» WHAT TO WORK ON:
The answer is all of the data repeated exactly, with each picture omitted.

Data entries
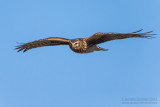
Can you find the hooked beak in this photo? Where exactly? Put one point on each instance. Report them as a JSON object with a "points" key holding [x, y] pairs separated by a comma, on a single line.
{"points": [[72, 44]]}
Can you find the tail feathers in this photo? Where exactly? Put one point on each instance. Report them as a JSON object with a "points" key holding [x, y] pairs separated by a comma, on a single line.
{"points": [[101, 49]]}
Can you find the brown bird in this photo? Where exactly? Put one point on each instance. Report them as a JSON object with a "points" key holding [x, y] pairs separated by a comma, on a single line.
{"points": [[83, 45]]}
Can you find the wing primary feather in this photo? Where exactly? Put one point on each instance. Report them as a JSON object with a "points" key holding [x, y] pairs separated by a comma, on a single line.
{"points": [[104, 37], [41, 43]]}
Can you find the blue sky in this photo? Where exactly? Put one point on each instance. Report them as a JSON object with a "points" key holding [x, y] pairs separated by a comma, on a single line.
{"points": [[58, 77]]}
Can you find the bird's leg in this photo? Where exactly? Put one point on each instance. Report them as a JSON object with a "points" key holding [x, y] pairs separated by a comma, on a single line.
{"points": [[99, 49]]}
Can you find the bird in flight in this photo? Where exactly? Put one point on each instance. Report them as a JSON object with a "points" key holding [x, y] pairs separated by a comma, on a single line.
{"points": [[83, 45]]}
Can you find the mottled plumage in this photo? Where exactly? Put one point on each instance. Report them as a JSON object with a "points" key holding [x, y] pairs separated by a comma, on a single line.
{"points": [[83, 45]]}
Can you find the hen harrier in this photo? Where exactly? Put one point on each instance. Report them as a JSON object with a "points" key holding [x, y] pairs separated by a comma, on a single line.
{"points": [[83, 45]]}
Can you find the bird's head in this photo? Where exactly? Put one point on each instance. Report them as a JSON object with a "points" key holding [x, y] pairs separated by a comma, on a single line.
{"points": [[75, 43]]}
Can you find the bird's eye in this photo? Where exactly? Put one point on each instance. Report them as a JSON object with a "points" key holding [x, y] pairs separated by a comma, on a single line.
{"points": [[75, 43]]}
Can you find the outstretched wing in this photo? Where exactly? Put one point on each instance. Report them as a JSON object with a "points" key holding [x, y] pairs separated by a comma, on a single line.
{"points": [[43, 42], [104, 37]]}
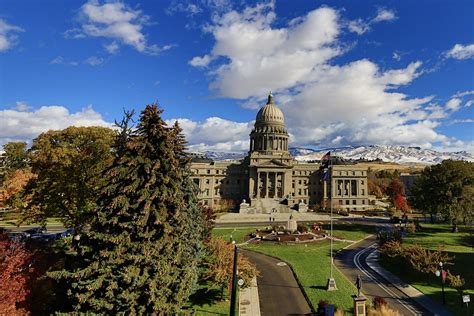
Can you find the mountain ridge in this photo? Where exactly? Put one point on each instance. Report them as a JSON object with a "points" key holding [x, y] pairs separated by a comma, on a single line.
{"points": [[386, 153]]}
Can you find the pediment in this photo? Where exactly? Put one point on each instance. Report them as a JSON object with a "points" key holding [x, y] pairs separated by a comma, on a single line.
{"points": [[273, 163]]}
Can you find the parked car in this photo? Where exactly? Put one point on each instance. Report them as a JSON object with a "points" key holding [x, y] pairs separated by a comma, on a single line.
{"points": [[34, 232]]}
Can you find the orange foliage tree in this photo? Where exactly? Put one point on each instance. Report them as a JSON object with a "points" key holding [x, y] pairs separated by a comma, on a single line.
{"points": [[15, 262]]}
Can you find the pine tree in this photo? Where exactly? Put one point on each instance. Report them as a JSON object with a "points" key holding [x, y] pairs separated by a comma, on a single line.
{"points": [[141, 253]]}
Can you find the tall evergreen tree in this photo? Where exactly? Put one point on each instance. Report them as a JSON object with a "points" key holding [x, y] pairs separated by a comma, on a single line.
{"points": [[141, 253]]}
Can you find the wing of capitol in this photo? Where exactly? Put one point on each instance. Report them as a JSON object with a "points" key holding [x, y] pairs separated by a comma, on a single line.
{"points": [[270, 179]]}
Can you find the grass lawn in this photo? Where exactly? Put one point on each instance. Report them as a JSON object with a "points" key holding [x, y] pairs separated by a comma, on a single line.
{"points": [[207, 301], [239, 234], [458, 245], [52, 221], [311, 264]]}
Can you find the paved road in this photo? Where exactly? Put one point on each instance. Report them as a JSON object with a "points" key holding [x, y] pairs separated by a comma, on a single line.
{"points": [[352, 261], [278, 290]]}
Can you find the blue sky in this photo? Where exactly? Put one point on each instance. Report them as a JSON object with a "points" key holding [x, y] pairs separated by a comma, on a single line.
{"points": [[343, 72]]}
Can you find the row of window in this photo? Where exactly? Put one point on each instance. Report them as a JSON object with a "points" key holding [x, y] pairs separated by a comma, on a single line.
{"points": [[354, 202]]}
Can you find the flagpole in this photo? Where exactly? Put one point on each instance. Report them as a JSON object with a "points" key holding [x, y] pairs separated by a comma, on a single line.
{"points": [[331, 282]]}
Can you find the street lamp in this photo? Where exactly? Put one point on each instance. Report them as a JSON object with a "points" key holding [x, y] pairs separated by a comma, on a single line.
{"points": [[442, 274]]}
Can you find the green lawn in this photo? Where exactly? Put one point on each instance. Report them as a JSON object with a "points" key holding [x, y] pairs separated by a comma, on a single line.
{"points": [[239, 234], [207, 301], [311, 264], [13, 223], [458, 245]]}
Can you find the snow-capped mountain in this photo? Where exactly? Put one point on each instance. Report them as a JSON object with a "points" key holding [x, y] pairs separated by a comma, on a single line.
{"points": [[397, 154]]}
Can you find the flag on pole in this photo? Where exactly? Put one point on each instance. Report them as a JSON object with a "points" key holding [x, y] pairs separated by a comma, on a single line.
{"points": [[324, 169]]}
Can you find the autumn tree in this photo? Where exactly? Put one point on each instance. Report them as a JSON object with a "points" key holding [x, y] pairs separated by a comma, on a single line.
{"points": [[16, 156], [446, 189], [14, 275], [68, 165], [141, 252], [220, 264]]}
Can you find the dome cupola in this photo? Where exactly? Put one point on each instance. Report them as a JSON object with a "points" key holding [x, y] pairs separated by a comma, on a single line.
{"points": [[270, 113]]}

» RESULT OF THE EXERCISE:
Can you find the hooked beak in this photo? Where exactly? Put one point on each instance. Report them as a JSON object with a "points" key holding [x, y] pairs separated by a comma, on a single line.
{"points": [[72, 44]]}
Can you find the tail feathers in this photo? Where exactly? Put one point on each instance. Report them as a JSON object with a "points" key holding [x, y] pairs separated by a comma, on a single line.
{"points": [[101, 49]]}
Can you find the brown bird in this photo? Where exactly? Put one point on each instance. Report them as a JSON object with a "points" key holding [x, y] pairs separated by a comma, on a single line.
{"points": [[83, 45]]}
Can you find the wing primary feather in this photo? Where exactly? Put one point on each instance. Report them as a JSON object with a "points" key holding [x, y] pairs separated by a comma, on a single line.
{"points": [[104, 37], [41, 43]]}
Can you find the blue sky in this photo? Where exactly? Put one point on each instance. Report them as a JSON object with a "points" key holding [x, y] pairs separated by a comma, on a single line.
{"points": [[58, 77]]}
Can you find the bird's leg in this photo? Where exactly? Put one point on each instance. Report them as a JSON object with a "points" key holding [x, y] pairs separated by a comma, on a single line.
{"points": [[99, 49]]}
Can you find the bird in flight in this photo? Where exactly? Put one point on each instance. Report them as a JSON object with a "points" key holding [x, y] pairs separated by a comma, on a single line.
{"points": [[83, 45]]}
Can you find the mottled plumage in this photo? Where exactly? Put one point on each instance. Report them as a JSON object with a "points" key holding [x, y] pairs separated by a comma, on a single line.
{"points": [[83, 45]]}
Can you find the hen harrier in this photo? Where exactly? Put one point on each instance. Report them as a JSON object with a "points" key holding [x, y] pairs separated by a comma, on a single line.
{"points": [[83, 45]]}
Can you find the bird's head in this photo? Where exactly? Put one point on each instance. Report them as a JSON object with a "points" key holding [x, y] pairs separated by a comma, on a single line.
{"points": [[75, 43]]}
Can you find the bird's eye in this photo? Where exactly? Put one point on each instance. Report them as a JSON object with a "points" key holding [x, y] pairs separated by a comma, on a single line.
{"points": [[75, 43]]}
Can you find the outstretched wing in this photo? Where exactly? Put one point on each instance. Report them as a JSON object with a "points" key holding [x, y] pairs separated by a comma, on a single line.
{"points": [[43, 42], [104, 37]]}
Can you find the mountain ridge in this photo? Where exactly? Put one point on each instance. Report them as a JSON object with a "points" key holding [x, y] pairs separated by a comma, on a single line.
{"points": [[386, 153]]}
Can you find the pediment in this photo? Where exactly? Put one point on each instance. Report them as a JSON object with a "points" key holding [x, y] pairs separated by a comma, on a single line.
{"points": [[273, 163]]}
Can you find the parked car in this photo? Where exactly? Put one point on each instance. Report them as a JSON object with a "points" key holding [x, y] pairs separated by a comma, on a single line.
{"points": [[34, 232]]}
Can you find the orange foliage tree in this photo? Where exactly? Put one point on each instance. Report them as a JSON object with a "points" key holding [x, y] pairs separated by a comma, on a single line.
{"points": [[15, 262]]}
Can you find the pine tree in this photo? Where exactly? Put one point on each instance. Report them as a JSON object with a "points" key holding [x, y] pairs separated by a comma, on a single line.
{"points": [[141, 253]]}
Can you find the tall evergreen tree in this photo? Where exactly? Put one point on each instance. Report them as a JSON object with a "points" key holding [x, y] pairs separated by a comma, on a single line.
{"points": [[141, 253]]}
Can you find the wing of capitol in this photo? Where exactly? Put one point on each instance. Report them as a JSON object with a "points" key holding [x, y] pairs separated by a comma, on a single line.
{"points": [[270, 179]]}
Can you find the grass lawn in this photo? Where exactly? Put one point on each instance. Report them as a JSON object with a "points" key holding [x, y] pairs separated by a comma, on a single line.
{"points": [[207, 301], [239, 234], [458, 245], [52, 221], [311, 264]]}
Can you find the paved road in this photo? Where exactly? Put one point on each instance. Report them as a JSON object with a "points" key holding [x, y] pairs separated by a comma, on a single line.
{"points": [[352, 261], [278, 290]]}
Can you find the blue sky in this photo? Where exactly? Put one point on each instance. Report them as a JSON object with a "points" key holding [x, y] pairs separated by a comma, on a single line.
{"points": [[343, 72]]}
Can you find the row of window in this photo? Where exactly? Put one point on each instance. Report them as a JSON object with a "points" key holding [x, y] pairs separated by a comma, on a single line.
{"points": [[354, 202]]}
Can you find the flagpole in this photo? Where exactly? Put one point on each instance. Report them as a JSON object with a "points" key holding [x, y] pairs separated by a comma, on a single line.
{"points": [[331, 282]]}
Can you find the street lamp in this photo? Where exactly? Put one point on each instance. Report them as a JSON object with a "points" key holding [x, y] pairs separated by a comma, on a single line.
{"points": [[442, 274]]}
Can you find the green lawn in this photo? Where exactly? Put one point on each instance. Report them as a JSON object with a "points" key holding [x, y] pairs separated by a comma, on a single line.
{"points": [[239, 234], [207, 301], [311, 264], [13, 223], [458, 245]]}
Can you find the snow-capped mountain in this photo? Where exactly? Put one point on each instance. Report them as a JSON object with a "points" key holding [x, y] pairs separated by a comma, on a single line.
{"points": [[397, 154]]}
Can you find the flag on pole in this photo? Where exactly? Put one point on each instance. Report them as a JSON object with a "points" key holding [x, y] pairs separated by a comma, on a single line.
{"points": [[324, 169]]}
Can you find the autumn tree in this photo? Where exactly? Put one point on each instance. Report them as a JSON object with a "points" key holding [x, y] pairs separated by a comma, on a single line.
{"points": [[16, 156], [446, 189], [14, 275], [68, 165], [141, 252], [220, 264]]}
Can you find the dome cupola in this photo? Where exactly? Put one point on each instance. Report them as a JSON object with a "points" key holding [x, y] pairs separated by a comma, on a single line.
{"points": [[270, 113]]}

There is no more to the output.